▶ GOAL OF THE EXERCISE: Output each entry below as it stands, leaving out every picture.

Records from a data source:
------------------------------------------------------------

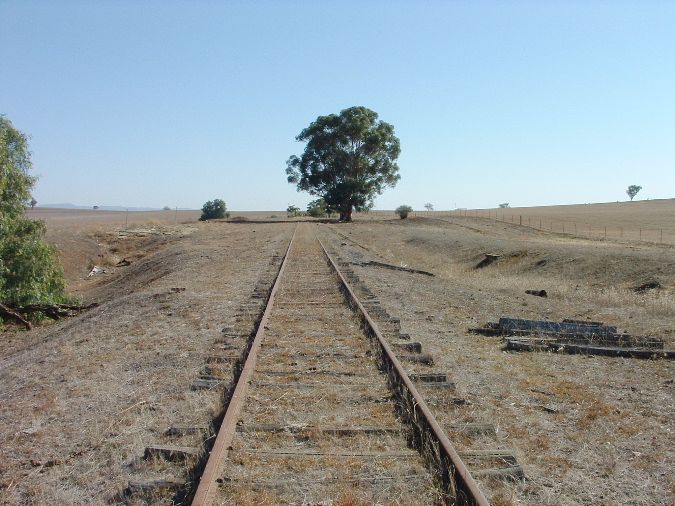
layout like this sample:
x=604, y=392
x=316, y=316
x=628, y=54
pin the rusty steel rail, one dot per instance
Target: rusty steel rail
x=228, y=427
x=457, y=482
x=458, y=485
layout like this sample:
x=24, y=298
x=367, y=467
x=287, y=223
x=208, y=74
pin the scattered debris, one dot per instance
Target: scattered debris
x=7, y=312
x=573, y=336
x=489, y=259
x=393, y=267
x=53, y=311
x=96, y=270
x=538, y=293
x=649, y=285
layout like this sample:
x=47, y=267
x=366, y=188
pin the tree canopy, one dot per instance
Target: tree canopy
x=213, y=210
x=348, y=160
x=29, y=269
x=633, y=190
x=317, y=208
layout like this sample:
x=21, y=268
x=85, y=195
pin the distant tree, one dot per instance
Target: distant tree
x=633, y=190
x=213, y=210
x=292, y=211
x=348, y=160
x=29, y=269
x=317, y=208
x=403, y=211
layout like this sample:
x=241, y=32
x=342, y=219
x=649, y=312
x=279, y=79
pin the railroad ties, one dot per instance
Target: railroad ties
x=160, y=474
x=574, y=337
x=317, y=421
x=325, y=399
x=482, y=454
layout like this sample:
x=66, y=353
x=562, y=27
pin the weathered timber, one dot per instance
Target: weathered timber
x=431, y=377
x=149, y=486
x=205, y=384
x=423, y=358
x=549, y=326
x=172, y=453
x=185, y=431
x=609, y=351
x=393, y=267
x=333, y=431
x=294, y=452
x=510, y=473
x=414, y=347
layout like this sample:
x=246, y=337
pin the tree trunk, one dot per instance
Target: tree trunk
x=346, y=214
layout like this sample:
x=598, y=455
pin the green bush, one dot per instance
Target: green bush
x=403, y=211
x=29, y=269
x=213, y=210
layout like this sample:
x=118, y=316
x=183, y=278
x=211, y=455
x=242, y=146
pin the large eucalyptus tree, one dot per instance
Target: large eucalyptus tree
x=348, y=160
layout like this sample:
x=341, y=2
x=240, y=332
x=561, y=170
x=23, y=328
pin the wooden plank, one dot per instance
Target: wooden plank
x=430, y=377
x=148, y=486
x=413, y=347
x=185, y=430
x=205, y=384
x=172, y=453
x=294, y=452
x=333, y=431
x=550, y=326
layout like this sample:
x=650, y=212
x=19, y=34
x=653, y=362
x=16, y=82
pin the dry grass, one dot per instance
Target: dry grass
x=84, y=397
x=586, y=429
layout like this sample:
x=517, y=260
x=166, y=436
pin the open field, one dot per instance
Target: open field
x=83, y=398
x=646, y=220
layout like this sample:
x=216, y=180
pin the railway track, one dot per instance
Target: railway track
x=323, y=410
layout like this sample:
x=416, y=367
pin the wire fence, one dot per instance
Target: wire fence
x=577, y=228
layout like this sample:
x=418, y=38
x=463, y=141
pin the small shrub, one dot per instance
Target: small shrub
x=29, y=268
x=213, y=210
x=403, y=211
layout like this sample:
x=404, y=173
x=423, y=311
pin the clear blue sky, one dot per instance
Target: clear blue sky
x=153, y=103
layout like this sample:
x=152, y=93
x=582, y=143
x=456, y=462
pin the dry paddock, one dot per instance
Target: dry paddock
x=587, y=430
x=82, y=398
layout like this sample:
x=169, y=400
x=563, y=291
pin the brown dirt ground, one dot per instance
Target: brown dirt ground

------------------------------------------------------------

▶ SOLUTION TO THIS TASK:
layout like this sample:
x=604, y=392
x=316, y=316
x=628, y=54
pin the rusty steel rail, one dot per instance
Target: rusty steel rail
x=228, y=427
x=457, y=482
x=458, y=485
layout like this sample:
x=24, y=298
x=367, y=467
x=287, y=223
x=208, y=74
pin the scattered debris, one dot per instance
Target: scattered debris
x=7, y=312
x=573, y=336
x=489, y=259
x=393, y=267
x=53, y=311
x=96, y=270
x=538, y=293
x=649, y=285
layout like this sample:
x=47, y=267
x=366, y=188
pin the tree canopy, one dot per instance
Target: tree canopy
x=213, y=210
x=348, y=160
x=29, y=269
x=633, y=190
x=317, y=208
layout like this sample:
x=21, y=268
x=85, y=195
pin the distant tree, one dot per instance
Target: distant tree
x=633, y=190
x=213, y=210
x=292, y=211
x=348, y=160
x=29, y=269
x=317, y=208
x=403, y=211
layout like this sample:
x=241, y=32
x=342, y=219
x=649, y=312
x=279, y=79
pin the railroad ties, one dot per instance
Target: railroad ties
x=160, y=474
x=574, y=337
x=317, y=421
x=325, y=399
x=482, y=454
layout like this sample:
x=66, y=353
x=562, y=27
pin the weathered timber, one dot per instance
Target: weathered timber
x=431, y=377
x=149, y=486
x=205, y=384
x=423, y=358
x=549, y=326
x=172, y=453
x=185, y=431
x=609, y=351
x=393, y=267
x=333, y=431
x=294, y=452
x=510, y=473
x=414, y=347
layout like this sample:
x=246, y=337
pin the tree trunk, one dot per instance
Target: tree trunk
x=346, y=214
layout like this sample:
x=598, y=455
pin the green bush, one dot per instance
Target: green bush
x=403, y=211
x=29, y=269
x=213, y=210
layout like this sample:
x=118, y=316
x=183, y=278
x=211, y=455
x=242, y=146
pin the large eucalyptus tree, one dot per instance
Target: large eucalyptus tree
x=348, y=160
layout like this sample:
x=341, y=2
x=240, y=332
x=561, y=170
x=23, y=328
pin the wooden plank, one dot per instance
Target: wooden plank
x=430, y=377
x=148, y=486
x=413, y=347
x=185, y=430
x=205, y=384
x=172, y=453
x=294, y=452
x=333, y=431
x=550, y=326
layout like this sample:
x=650, y=212
x=19, y=34
x=653, y=362
x=16, y=82
pin the dry grass, one dot per instance
Target: dry grass
x=84, y=397
x=586, y=429
layout like this sample:
x=517, y=260
x=166, y=436
pin the open field, one dot per instance
Target: open field
x=83, y=398
x=646, y=220
layout like this sample:
x=216, y=180
pin the railway track, one dot per instance
Target: railway track
x=323, y=410
layout like this sample:
x=416, y=367
pin the wire fence, one dot per instance
Target: wire fence
x=577, y=228
layout like this sample:
x=418, y=38
x=463, y=141
pin the small shrub, one dot per instance
Target: small shrub
x=29, y=268
x=213, y=210
x=403, y=211
layout like this sample:
x=404, y=173
x=423, y=311
pin the clear blue sky, one dot per instance
Target: clear blue sky
x=153, y=103
layout like this sample:
x=152, y=93
x=582, y=143
x=456, y=462
pin the dry paddock, one dot per instance
Target: dry paddock
x=587, y=430
x=82, y=398
layout like this sample:
x=169, y=400
x=563, y=291
pin the brown dirt ground, one dot per instance
Target: brown dirt ground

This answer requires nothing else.